- WHAT IS EXPECTED
In the review of the Switch port of Divinity Original Sin 2 below, set down the passage from "Of course, Divinity" to "to the challenge." word for word.

- EXTRACT TO READ
# # #
Among the most celebrated RPGs to hit PC over the last few years, Divinity Original Sin 2 makes a surprise debut on Switch with a unique and compelling new feature: the ability to share saves with the Steam version of the game, effectively allowing you to take your game on the go, then return your progress back to the PC version. We've seen the rise of cross-play in the likes of Fortnite, but this again shows Switch coming into its own as a perfect complement to the home experience - but beyond the intriguing cross-save mechanic, can such a complex, challenging game transition effectively to Nintendo's console hybrid?

Of course, Divinity 2 is quintessentially a PC experience. From its lush visuals - a vibrant mix of forests and dungeons powered by developer Larian's in-house engine - down to its turn-based RPG mechanics, it's rich with fine detail. It's so dense with options, in fact, that I had doubts that a satisfying portable version would work at all. Beyond the usual constraints involving Switch's limited CPU and GPU power, there's also the matter of transitioning the core UI across. And yet, a port exists - and the developer has risen admirably to the challenge.
# # #
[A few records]
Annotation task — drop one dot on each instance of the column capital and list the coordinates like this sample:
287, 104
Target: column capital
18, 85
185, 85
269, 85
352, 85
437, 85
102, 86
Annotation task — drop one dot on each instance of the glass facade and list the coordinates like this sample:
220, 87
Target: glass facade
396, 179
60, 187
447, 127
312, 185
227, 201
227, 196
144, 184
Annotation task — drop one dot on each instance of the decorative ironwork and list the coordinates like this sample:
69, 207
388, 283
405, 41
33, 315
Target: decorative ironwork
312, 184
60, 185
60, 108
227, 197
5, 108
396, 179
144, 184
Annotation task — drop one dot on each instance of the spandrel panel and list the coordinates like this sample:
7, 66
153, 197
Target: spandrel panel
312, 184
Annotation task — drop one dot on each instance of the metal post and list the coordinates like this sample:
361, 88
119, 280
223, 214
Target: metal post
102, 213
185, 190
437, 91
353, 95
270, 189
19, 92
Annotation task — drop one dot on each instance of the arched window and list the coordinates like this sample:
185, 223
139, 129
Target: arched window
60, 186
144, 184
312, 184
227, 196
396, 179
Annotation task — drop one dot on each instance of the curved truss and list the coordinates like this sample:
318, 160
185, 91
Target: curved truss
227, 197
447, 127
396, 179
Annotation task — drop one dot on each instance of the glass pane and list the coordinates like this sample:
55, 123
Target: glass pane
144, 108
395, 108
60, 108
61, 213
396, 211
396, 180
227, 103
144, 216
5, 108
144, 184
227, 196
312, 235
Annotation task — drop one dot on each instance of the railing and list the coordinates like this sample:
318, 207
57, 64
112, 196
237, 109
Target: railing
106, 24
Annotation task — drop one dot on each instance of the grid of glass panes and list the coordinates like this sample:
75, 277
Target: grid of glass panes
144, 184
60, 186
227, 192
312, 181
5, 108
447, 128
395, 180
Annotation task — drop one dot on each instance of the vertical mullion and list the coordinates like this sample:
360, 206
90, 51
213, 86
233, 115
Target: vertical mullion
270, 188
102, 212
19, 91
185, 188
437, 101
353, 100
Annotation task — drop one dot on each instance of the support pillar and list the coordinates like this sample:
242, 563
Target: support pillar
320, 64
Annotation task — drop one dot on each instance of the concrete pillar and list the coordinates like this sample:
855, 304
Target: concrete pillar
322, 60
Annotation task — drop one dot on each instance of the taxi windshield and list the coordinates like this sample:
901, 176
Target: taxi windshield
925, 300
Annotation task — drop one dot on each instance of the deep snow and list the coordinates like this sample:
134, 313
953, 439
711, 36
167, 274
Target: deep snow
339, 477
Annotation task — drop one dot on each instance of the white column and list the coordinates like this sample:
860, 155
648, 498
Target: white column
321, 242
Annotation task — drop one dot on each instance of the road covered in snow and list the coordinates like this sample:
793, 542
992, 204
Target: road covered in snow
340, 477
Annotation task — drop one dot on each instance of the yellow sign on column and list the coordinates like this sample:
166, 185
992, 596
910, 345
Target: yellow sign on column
# # #
- RESULT BELOW
Of course, Divinity 2 is quintessentially a PC experience. From its lush visuals - a vibrant mix of forests and dungeons powered by developer Larian's in-house engine - down to its turn-based RPG mechanics, it's rich with fine detail. It's so dense with options, in fact, that I had doubts that a satisfying portable version would work at all. Beyond the usual constraints involving Switch's limited CPU and GPU power, there's also the matter of transitioning the core UI across. And yet, a port exists - and the developer has risen admirably to the challenge.